> [WORK REQUIRED] Gather every line of the records below that contains the string "green", matching case exactly.

(Extracted data entries)

○ ○ ○

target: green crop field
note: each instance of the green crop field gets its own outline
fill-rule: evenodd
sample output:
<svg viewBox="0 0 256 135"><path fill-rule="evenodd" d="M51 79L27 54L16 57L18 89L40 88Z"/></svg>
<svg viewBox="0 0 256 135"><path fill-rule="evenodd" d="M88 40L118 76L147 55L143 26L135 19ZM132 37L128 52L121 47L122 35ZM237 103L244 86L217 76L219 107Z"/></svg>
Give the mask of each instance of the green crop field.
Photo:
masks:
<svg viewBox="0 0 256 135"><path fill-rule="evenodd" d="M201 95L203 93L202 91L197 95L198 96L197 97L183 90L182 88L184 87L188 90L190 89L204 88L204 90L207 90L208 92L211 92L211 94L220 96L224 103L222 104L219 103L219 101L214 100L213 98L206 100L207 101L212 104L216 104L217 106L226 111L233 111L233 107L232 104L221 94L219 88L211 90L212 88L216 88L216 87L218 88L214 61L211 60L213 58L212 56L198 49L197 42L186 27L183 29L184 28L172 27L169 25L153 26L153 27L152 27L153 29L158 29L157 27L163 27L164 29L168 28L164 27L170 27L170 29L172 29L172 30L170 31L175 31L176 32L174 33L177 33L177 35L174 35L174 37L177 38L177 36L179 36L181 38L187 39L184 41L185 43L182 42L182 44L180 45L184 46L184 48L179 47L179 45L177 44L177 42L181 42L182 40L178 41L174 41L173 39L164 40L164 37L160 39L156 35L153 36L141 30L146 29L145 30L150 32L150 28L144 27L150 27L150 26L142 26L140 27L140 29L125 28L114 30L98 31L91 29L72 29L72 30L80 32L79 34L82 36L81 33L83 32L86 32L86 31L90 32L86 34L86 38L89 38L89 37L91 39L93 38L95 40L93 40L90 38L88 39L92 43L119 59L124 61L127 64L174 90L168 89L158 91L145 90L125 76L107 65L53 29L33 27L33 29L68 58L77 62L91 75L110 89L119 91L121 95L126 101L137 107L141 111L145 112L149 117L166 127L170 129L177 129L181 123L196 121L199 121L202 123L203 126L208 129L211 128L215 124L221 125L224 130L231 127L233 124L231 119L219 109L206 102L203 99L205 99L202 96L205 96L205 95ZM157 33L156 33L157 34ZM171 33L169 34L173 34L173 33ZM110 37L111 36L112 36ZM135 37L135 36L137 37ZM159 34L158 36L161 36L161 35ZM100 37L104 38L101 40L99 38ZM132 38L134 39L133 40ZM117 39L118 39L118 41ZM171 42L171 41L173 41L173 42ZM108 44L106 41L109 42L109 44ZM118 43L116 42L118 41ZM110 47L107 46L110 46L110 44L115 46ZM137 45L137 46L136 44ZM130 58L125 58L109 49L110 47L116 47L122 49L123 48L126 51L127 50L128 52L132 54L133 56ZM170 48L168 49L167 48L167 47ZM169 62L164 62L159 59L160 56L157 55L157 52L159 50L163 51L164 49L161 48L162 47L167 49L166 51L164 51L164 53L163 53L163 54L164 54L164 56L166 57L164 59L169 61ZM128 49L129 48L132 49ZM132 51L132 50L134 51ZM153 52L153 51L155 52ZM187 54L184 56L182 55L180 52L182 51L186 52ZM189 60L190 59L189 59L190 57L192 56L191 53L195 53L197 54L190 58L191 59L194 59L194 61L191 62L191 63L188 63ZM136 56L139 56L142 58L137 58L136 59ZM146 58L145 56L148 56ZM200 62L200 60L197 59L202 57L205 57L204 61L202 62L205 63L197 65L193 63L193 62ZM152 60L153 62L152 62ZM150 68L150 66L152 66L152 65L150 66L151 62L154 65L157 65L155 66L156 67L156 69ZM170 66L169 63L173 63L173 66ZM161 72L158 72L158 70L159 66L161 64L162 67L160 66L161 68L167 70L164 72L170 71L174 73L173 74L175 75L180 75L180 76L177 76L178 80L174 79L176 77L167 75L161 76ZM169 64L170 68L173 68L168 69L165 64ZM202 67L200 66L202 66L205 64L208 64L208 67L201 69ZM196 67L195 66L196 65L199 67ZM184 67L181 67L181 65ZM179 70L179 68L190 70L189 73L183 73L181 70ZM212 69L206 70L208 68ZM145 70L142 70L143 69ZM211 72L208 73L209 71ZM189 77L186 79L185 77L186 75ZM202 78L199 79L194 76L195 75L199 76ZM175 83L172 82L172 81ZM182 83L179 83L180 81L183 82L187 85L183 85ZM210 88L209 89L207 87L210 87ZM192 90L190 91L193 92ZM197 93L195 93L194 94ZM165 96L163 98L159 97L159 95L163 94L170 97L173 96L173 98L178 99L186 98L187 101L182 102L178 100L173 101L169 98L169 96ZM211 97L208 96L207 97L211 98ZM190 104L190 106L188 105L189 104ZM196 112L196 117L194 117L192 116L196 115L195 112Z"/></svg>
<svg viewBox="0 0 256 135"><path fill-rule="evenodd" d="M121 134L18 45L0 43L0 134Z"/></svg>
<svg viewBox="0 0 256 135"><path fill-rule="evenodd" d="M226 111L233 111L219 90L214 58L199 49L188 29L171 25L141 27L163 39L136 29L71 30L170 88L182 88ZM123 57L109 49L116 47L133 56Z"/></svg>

○ ○ ○

> [FINAL RESULT]
target: green crop field
note: each instance of the green crop field gets its own outline
Give the mask of each instance of the green crop field.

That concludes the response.